● **DOCUMENT PASSAGE**
TPC Patterns Usage Guide

Tags intermediate guide tpc-h tpc-ds data-generation

This guide explains how to use the TPC patterns and utilities provided in benchbox.core.tpc_patterns for running TPC-H and TPC-DS benchmarks with proper stream execution, parameter management, and result aggregation.

Overview

The tpc_patterns module provides common test execution patterns and utilities that are shared between TPC-H and TPC-DS implementations. It follows TPC specification requirements for:

  • Stream independence and isolation: Each stream runs independently with its own parameters

  • Proper query parameter generation: Deterministic parameter generation with seeds

  • Concurrent execution management: Thread-safe concurrent query execution

  • Result aggregation and validation: Comprehensive result collection and validation

Core Components

1. StreamExecutor

Manages concurrent query stream execution with proper isolation.

from benchbox.core.tpc_patterns import StreamExecutor, create_tpc_stream_configs

# Create connection factory
def connection_factory():
    return create_database_connection()

# Create stream executor
executor = StreamExecutor(connection_factory, max_concurrent_streams=4)

# Create stream configurations
stream_configs = create_tpc_stream_configs(
    num_streams=2,
    query_ids=[1, 2, 3, 4, 5],
    base_seed=42,
    permutation_mode="tpc_standard"
)

# Execute streams
results = executor.execute_streams(stream_configs, query_executor)

● **MATERIAL**
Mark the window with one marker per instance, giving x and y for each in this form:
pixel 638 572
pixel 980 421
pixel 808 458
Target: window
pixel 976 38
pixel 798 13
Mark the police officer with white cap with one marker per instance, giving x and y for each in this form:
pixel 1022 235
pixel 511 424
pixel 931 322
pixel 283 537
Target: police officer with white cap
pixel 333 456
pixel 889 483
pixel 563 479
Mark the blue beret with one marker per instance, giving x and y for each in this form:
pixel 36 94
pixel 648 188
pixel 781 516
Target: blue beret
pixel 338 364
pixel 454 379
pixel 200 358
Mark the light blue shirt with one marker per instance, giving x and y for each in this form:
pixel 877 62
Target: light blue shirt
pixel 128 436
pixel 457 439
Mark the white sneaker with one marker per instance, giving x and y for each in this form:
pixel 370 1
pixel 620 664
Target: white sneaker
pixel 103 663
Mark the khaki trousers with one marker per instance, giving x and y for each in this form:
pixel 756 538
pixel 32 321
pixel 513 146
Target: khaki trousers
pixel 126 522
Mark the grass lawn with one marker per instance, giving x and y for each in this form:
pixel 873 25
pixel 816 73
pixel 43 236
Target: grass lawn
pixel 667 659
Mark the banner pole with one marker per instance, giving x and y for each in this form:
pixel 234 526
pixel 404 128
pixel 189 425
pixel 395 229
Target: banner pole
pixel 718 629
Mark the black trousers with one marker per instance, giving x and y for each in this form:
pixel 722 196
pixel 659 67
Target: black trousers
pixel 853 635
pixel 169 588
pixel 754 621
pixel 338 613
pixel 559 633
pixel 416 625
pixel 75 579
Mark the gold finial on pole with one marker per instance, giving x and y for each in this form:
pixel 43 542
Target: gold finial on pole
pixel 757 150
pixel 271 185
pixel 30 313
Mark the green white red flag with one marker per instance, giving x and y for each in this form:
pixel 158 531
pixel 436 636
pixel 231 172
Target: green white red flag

● **PROBLEMS**
1. Answer these questions about the TPC patterns guide, one line each:
(a) Which module provides the patterns and utilities the guide explains?
(b) What value is given for max_concurrent_streams when the stream executor is created?
(c) What base_seed is passed to create_tpc_stream_configs?
2. Revise the TPC patterns guide by writing it out from "Tags intermediate guide" up to and including "and result aggregation.", with "benchmarks" changed to "workloads".

● **RESULTS BY TASK**
1.
(a) benchbox.core.tpc_patterns
(b) 4
(c) 42

2.
Tags intermediate guide tpc-h tpc-ds data-generation

This guide explains how to use the TPC patterns and utilities provided in benchbox.core.tpc_patterns for running TPC-H and TPC-DS workloads with proper stream execution, parameter management, and result aggregation.